Apesar de grande parte dos produtores brasileiros já estarem adotando novas tecnologias no país, a realidade da maioria do setor ainda não é essa. Segundo o IBGE, cerca de 71,2% das fazendas de leite do Brasil produzem menos de 50 litros de leite por dia e apenas 2% das fazendas leiteiras brasileiras têm a produção diária maior do que 500 litros. Essa realidade é curiosa, considerando que o Brasil é o terceiro maior produtor de leite do mundo (EMBRAPA, 2019). Se compararmos o perfil de produção de leite dos produtores de outros países destaque, a realidade é bem distinta, sendo a porcentagem de médios e grandes produtores bem maior.
Dos 1.176.295 produtores de leite mapeados pelo senso de 2017, somente 634.480 comercializam a sua produção. Ou seja, o leite e produtos lácteos inspecionados consumidos pelos brasileiros vêm de apenas 54% dos produtores de leite (Bezzon, 2020). O restante do leite produzido no país é utilizado para produção de lácteos caseiros ou venda sem registro. Estados como Minas Gerais possuem um terço do leite total produzido vendido sem passar por fiscalização (EMBRAPA, 2018).

# Registros fornecidos:
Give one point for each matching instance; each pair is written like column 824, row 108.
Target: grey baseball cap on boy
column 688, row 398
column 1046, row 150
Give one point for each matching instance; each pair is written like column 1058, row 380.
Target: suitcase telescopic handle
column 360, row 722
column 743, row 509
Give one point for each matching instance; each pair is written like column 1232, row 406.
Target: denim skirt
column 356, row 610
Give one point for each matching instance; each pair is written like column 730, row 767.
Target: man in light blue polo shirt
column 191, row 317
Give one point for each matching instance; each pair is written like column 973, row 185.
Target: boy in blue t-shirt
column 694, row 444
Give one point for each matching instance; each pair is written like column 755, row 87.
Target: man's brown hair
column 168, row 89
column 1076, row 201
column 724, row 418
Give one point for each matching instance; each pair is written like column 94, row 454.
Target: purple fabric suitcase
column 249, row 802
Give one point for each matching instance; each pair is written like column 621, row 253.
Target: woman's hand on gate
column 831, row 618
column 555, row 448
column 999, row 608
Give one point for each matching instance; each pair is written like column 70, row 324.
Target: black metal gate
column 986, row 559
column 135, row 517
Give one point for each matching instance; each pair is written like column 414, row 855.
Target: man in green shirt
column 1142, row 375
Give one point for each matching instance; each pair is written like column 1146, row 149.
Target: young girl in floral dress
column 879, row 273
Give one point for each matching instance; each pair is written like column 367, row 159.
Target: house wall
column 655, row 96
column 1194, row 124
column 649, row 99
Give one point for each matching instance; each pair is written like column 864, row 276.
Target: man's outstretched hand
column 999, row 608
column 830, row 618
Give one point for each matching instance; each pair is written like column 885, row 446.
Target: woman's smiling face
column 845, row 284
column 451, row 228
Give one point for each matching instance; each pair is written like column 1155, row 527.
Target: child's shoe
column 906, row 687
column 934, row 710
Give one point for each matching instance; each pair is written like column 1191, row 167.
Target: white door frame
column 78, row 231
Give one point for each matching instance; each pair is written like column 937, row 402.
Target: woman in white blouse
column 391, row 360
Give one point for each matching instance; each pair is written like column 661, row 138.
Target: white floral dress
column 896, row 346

--

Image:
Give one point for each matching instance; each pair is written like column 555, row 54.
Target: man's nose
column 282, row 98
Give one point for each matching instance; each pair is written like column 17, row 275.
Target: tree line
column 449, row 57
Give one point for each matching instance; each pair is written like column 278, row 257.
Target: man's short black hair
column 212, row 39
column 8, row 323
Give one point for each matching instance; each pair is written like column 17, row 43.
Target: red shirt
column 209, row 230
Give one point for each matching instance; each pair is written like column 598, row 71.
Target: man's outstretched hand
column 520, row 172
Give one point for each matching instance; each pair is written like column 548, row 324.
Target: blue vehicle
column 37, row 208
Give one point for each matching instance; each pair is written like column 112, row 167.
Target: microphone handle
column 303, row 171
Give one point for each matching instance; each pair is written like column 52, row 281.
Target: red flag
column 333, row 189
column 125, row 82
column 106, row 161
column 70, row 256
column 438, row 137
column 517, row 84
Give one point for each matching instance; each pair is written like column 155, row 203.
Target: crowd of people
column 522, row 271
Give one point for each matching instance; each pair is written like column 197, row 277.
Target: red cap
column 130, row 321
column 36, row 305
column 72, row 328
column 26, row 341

# Tarefa a realizar:
Transcreva na íntegra o texto sobre a produção de leite no Brasil, sem mudar nenhuma palavra, número ou sinal.

# Resultado da tarefa:
Apesar de grande parte dos produtores brasileiros já estarem adotando novas tecnologias no país, a realidade da maioria do setor ainda não é essa. Segundo o IBGE, cerca de 71,2% das fazendas de leite do Brasil produzem menos de 50 litros de leite por dia e apenas 2% das fazendas leiteiras brasileiras têm a produção diária maior do que 500 litros. Essa realidade é curiosa, considerando que o Brasil é o terceiro maior produtor de leite do mundo (EMBRAPA, 2019). Se compararmos o perfil de produção de leite dos produtores de outros países destaque, a realidade é bem distinta, sendo a porcentagem de médios e grandes produtores bem maior.
Dos 1.176.295 produtores de leite mapeados pelo senso de 2017, somente 634.480 comercializam a sua produção. Ou seja, o leite e produtos lácteos inspecionados consumidos pelos brasileiros vêm de apenas 54% dos produtores de leite (Bezzon, 2020). O restante do leite produzido no país é utilizado para produção de lácteos caseiros ou venda sem registro. Estados como Minas Gerais possuem um terço do leite total produzido vendido sem passar por fiscalização (EMBRAPA, 2018).